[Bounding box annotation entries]
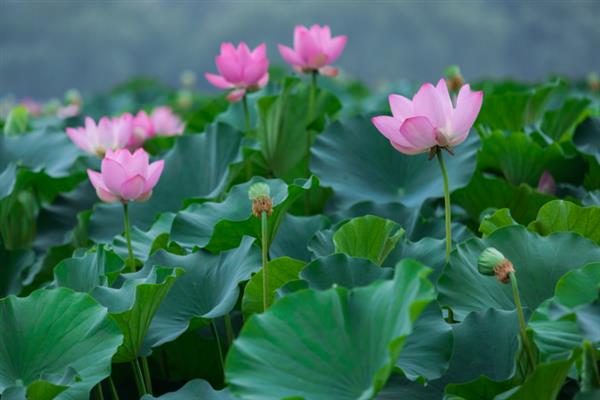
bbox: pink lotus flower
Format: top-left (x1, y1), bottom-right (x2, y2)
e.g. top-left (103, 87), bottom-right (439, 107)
top-left (278, 25), bottom-right (347, 76)
top-left (67, 114), bottom-right (133, 157)
top-left (372, 79), bottom-right (483, 154)
top-left (87, 149), bottom-right (164, 203)
top-left (204, 42), bottom-right (269, 102)
top-left (150, 107), bottom-right (184, 136)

THE TASK. Render all the records above as a JSON list of strings, one string per line, with blank lines skipped and the pictures left out.

CORRECT ANSWER.
[
  "bbox: pink lotus flower",
  "Format: top-left (x1, y1), bottom-right (x2, y2)",
  "e.g. top-left (103, 87), bottom-right (439, 107)",
  "top-left (278, 25), bottom-right (347, 76)",
  "top-left (67, 114), bottom-right (133, 157)",
  "top-left (372, 79), bottom-right (483, 154)",
  "top-left (87, 149), bottom-right (164, 203)",
  "top-left (204, 42), bottom-right (269, 102)",
  "top-left (150, 107), bottom-right (184, 136)"
]